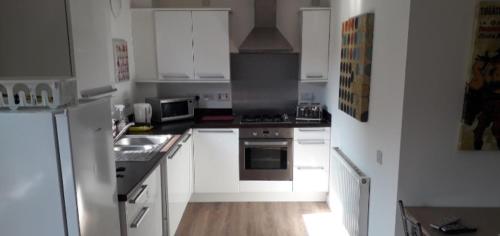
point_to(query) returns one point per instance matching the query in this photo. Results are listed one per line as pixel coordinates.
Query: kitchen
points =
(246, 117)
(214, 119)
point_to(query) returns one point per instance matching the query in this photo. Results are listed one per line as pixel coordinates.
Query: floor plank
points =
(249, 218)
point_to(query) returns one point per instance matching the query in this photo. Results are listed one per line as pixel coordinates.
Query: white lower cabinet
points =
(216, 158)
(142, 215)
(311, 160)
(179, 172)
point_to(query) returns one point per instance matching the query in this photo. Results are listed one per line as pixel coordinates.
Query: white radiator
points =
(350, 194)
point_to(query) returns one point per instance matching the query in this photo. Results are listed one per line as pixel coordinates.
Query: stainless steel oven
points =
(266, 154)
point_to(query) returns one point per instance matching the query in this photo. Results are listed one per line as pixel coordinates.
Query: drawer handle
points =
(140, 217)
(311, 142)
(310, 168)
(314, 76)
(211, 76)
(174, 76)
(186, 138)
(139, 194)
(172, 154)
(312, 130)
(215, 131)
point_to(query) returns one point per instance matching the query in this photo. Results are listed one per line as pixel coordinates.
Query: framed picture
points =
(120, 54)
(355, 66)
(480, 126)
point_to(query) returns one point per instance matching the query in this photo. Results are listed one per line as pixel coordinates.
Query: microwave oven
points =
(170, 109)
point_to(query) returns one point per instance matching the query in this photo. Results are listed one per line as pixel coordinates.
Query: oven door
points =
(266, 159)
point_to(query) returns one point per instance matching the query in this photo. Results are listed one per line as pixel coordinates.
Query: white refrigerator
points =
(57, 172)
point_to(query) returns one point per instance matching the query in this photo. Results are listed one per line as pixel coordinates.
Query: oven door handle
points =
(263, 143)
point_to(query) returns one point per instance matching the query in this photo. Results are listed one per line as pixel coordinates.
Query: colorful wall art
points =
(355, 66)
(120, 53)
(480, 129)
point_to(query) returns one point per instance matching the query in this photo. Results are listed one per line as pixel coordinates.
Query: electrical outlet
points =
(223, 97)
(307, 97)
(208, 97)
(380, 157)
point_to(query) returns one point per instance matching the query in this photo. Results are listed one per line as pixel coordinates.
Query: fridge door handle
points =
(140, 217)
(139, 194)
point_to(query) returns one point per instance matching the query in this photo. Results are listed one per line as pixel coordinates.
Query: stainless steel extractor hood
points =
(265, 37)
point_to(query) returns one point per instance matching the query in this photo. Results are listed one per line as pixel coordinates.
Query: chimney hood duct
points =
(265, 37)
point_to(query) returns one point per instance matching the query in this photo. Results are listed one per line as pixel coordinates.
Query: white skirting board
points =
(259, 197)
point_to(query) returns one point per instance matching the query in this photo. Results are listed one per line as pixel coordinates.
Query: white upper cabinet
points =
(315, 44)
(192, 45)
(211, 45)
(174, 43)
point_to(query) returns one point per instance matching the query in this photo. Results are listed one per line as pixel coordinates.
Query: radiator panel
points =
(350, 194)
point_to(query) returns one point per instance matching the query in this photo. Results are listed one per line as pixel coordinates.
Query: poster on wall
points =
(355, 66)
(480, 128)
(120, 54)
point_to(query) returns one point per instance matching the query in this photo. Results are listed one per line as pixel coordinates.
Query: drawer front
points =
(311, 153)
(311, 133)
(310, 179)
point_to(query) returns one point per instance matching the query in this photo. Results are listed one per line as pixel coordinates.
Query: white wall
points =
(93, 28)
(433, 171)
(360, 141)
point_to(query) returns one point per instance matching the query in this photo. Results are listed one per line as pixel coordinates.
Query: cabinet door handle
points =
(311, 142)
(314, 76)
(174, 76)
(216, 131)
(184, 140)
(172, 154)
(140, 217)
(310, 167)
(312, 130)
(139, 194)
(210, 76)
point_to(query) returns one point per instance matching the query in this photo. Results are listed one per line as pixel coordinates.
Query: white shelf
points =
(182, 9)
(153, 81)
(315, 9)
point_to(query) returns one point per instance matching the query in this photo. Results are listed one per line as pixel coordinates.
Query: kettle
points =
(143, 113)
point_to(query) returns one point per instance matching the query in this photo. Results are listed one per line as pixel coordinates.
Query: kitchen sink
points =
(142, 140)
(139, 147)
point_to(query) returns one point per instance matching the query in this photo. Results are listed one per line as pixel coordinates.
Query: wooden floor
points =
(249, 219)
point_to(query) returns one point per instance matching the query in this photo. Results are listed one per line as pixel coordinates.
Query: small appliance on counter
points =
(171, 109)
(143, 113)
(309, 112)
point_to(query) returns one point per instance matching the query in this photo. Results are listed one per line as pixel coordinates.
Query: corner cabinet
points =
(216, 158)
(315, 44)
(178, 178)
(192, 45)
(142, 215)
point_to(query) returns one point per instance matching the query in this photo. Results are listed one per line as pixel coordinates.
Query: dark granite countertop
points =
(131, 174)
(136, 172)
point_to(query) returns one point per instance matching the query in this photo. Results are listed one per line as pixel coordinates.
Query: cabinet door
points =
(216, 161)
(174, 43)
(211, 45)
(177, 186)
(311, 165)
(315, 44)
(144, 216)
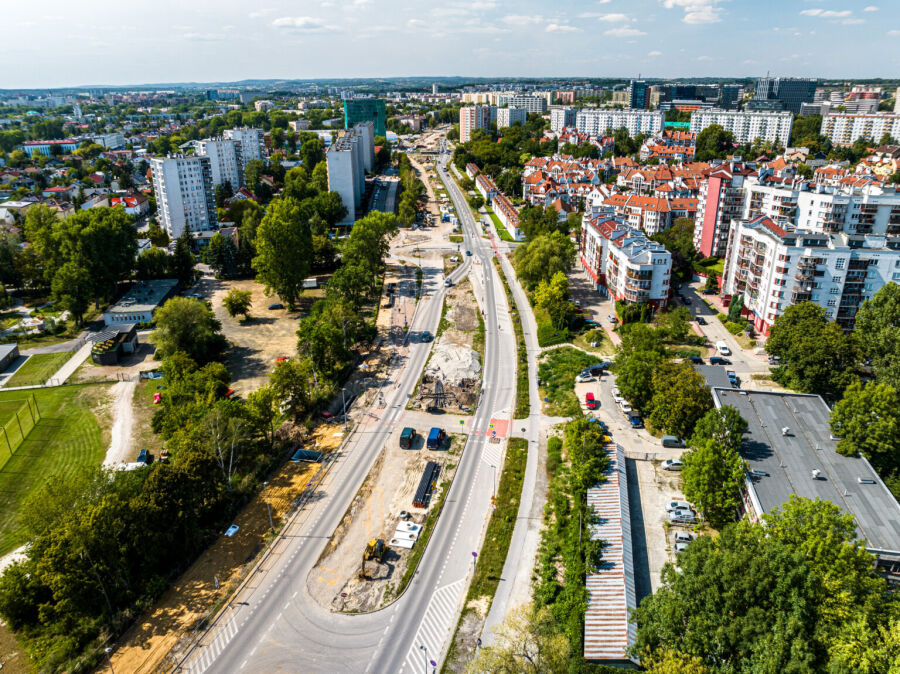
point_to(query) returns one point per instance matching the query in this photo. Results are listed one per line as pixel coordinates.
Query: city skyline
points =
----
**The problem:** From the first line through the line with "Query: drawer handle", output those lines of the entries above exactly, and nothing else, with the pictures left out.

**Reply:**
point_to(query) returns one point per instance matching the query in this photo. Results are listed one per line as pixel coordinates.
Query: kitchen
points =
(246, 117)
(214, 119)
point_to(query) returns one point per instance matching the query in this photo. Results are listed one per line as pixel coordinates.
Query: floor plank
points =
(249, 218)
point_to(query) returns one point per instance matching the query in this photo. Results are listed one per line as pixel coordinates.
Query: white lower cabinet
points =
(216, 158)
(142, 215)
(311, 160)
(179, 172)
point_to(query) returns one point per instance matching the query in this photo. Results are listed one per line as pixel coordinates.
Query: white radiator
points =
(350, 194)
point_to(query) returns one point per instance matching the query in this photo. Results are listed one per line as pixel coordinates.
Query: stainless steel oven
points =
(266, 154)
point_to(query) returns one point per instance matching the query in this photo. Results are listed one per line as pixel coordinates.
Query: drawer handle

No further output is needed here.